-- Start of Record list --
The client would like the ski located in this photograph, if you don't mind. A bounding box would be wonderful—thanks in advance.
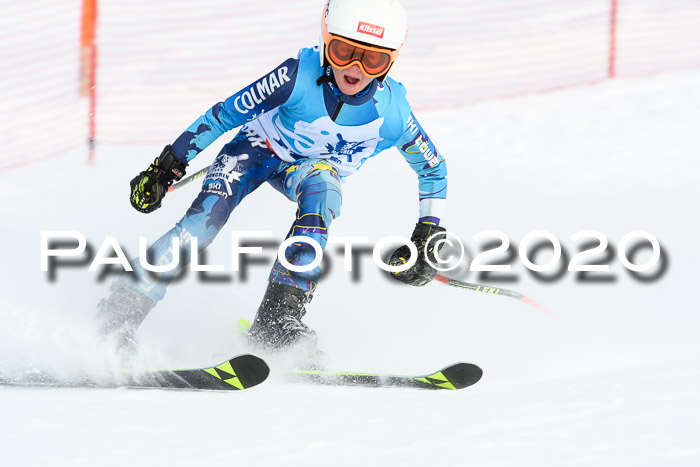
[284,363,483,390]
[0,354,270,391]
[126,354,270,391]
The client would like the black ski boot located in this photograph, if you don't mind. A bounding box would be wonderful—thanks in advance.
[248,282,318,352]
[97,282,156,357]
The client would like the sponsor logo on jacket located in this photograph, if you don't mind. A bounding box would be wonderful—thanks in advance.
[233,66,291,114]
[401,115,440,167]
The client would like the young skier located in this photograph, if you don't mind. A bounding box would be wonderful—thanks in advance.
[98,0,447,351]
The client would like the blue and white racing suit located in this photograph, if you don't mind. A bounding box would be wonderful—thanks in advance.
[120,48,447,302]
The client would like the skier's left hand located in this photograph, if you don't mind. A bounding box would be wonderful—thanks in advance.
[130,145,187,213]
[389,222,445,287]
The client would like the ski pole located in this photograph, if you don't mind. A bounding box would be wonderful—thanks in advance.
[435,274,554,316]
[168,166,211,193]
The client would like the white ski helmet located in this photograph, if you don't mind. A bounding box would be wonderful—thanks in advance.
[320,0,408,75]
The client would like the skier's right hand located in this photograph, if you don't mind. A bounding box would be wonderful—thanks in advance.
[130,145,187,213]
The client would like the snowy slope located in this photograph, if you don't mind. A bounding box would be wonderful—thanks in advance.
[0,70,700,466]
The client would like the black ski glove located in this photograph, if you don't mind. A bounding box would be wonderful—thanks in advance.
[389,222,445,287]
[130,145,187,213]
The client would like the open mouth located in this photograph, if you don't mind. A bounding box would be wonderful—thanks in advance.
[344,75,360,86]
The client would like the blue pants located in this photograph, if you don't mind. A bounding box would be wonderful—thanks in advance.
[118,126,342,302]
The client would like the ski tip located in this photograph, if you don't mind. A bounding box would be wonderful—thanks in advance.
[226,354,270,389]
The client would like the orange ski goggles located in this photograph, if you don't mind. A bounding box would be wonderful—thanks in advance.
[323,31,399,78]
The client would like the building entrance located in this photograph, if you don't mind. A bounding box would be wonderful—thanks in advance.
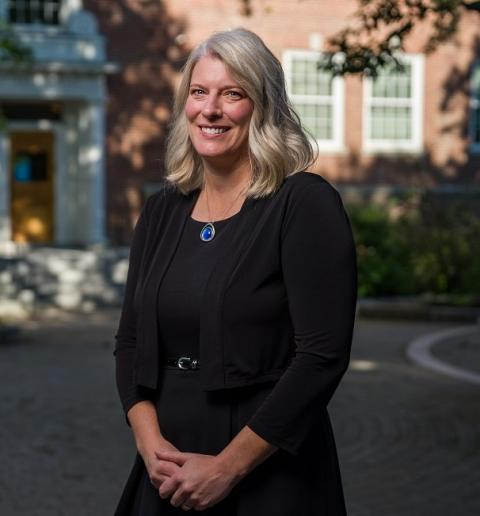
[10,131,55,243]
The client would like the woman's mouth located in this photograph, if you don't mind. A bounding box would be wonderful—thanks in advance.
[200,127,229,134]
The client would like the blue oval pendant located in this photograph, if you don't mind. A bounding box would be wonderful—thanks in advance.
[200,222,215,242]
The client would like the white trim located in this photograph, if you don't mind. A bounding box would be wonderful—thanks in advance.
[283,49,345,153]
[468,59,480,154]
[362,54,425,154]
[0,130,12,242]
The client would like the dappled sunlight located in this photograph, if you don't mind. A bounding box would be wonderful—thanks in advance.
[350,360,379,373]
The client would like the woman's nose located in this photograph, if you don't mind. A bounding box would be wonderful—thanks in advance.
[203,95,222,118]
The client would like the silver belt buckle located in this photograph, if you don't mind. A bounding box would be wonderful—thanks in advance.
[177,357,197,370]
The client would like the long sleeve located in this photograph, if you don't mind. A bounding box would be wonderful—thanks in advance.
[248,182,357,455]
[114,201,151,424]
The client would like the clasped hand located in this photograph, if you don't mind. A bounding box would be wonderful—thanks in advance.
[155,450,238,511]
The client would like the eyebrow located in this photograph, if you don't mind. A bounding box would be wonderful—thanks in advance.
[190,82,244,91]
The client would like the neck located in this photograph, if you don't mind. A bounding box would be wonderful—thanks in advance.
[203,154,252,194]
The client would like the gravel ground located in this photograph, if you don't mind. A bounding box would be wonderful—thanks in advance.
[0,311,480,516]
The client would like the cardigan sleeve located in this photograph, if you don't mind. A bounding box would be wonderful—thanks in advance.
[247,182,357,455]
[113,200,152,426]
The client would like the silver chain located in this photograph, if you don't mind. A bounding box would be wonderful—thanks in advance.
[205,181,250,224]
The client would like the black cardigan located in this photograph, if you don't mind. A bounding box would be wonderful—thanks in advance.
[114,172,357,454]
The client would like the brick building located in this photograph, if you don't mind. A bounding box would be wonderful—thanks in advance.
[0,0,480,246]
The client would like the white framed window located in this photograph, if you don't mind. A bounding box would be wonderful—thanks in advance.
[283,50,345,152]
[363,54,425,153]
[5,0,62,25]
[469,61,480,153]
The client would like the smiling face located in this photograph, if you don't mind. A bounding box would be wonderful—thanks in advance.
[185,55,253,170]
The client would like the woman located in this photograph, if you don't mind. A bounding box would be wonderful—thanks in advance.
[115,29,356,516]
-- End of Record list --
What you should do ▸ Express the items above, from the start through the line containing "[126,354,270,391]", as a two-column CSV with the headers text and answer. Give one row per item, put each field in quotes, turn line breaks into spaces, and leave the pictures out.

Output of the exercise ▸
text,answer
"The client would like the ski located in this photograph, if you don't mind. A bounding box would be wonderful—thanks in advance.","[284,363,483,390] [0,354,270,391] [126,354,270,391]"